19 March 2025

The ephemera of Bernardo Soares

 

I read and am liberated. I acquire objectivity. I cease being myself and so scattered. And what I read, instead of being like a nearly invisible suit that sometimes oppresses me, is the external world’s tremendous and remarkable clarity, the sun that sees everyone, the moon that splotches the still earth with shadows, the wide expanses that end in the sea, the blackly solid trees whose tops greenly wave, the steady peace of ponds on farms, the terraced slopes with their paths overgrown by grape-vines.

I picked up The Book of Disquiet, again, and started from the very beginning. I wasn't able to mark where I left off so I decided to begin this fragmentary novel from the first page, from the introduction by editor and translator Richard Zenith. By fragment #87 – which ended thus, "Better and happier those who, recognizing that everything is fictitious, write the novel before someone writes it for them and, like Machiavelli, don courtly garments to write in secret." – I knew that my first pass already brought me up to a fifth or a fourth of the book. Rereading could be futile. Bernardo Soares himself could not bring himself to reread.

I reread? A lie! I don’t dare reread. I can’t reread. What good would it do me to reread? The person in the writing is someone else. I no longer understand a thing… [Text 63]

Soares was not the one flipping the pages but Fernando Pessoa. The author's identity is fickle. In a book about states of being and consciousness, hyperreal dreams, and intellectualized tedium, we detect the inconsistent protests of a poet suffering from impostor syndrome. His only recourse was random jottings; he could be the forerunner of modern blogging. He devoted his life to art and its contradictions and so embraced the contradictions of a life lived on the fringes of art.

INFORMATION SHOWN —
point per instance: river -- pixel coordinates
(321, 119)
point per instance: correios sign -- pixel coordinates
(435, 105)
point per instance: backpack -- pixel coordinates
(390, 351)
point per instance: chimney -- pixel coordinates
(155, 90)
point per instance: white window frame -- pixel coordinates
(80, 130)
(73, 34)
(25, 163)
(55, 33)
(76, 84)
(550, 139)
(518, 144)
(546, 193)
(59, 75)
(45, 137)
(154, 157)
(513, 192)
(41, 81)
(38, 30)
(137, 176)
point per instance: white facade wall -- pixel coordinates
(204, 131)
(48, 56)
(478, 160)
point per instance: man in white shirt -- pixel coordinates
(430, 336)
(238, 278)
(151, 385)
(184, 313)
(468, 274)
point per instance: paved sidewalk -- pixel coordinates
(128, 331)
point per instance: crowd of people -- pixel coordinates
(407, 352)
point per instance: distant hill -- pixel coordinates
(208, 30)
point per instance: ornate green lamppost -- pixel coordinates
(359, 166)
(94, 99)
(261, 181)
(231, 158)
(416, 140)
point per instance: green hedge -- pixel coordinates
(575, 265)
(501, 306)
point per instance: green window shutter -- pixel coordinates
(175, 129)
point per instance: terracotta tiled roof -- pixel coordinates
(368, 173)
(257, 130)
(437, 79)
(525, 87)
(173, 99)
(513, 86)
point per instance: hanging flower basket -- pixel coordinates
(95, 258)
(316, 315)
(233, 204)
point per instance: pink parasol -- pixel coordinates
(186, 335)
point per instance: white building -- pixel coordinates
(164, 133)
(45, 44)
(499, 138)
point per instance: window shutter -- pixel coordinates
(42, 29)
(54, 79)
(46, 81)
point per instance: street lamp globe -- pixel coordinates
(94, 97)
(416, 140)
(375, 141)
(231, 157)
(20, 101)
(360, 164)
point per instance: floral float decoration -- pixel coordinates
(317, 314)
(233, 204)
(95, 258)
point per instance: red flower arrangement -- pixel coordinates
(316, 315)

GIVEN EXERCISE 1 —
Answer these from the piece on Bernardo Soares:
(a) Whose introduction did the writer begin from on this reading?
(b) Which numbered fragment had the writer reached on realizing the first pass covered a fifth or a fourth of the book?
(c) Who does the piece say was actually flipping the pages instead of Soares?
GIVEN EXERCISE 2 —
Please copy the listing unchanged, starting with the line that contains "point per instance: street" and going on through the last line of the listing.

TASK ANSWER 1 —
(a) Richard Zenith, the editor and translator.
(b) Fragment #87.
(c) Fernando Pessoa.

TASK ANSWER 2 —
point per instance: street lamp globe -- pixel coordinates
(94, 97)
(416, 140)
(375, 141)
(231, 157)
(20, 101)
(360, 164)
point per instance: floral float decoration -- pixel coordinates
(317, 314)
(233, 204)
(95, 258)
point per instance: red flower arrangement -- pixel coordinates
(316, 315)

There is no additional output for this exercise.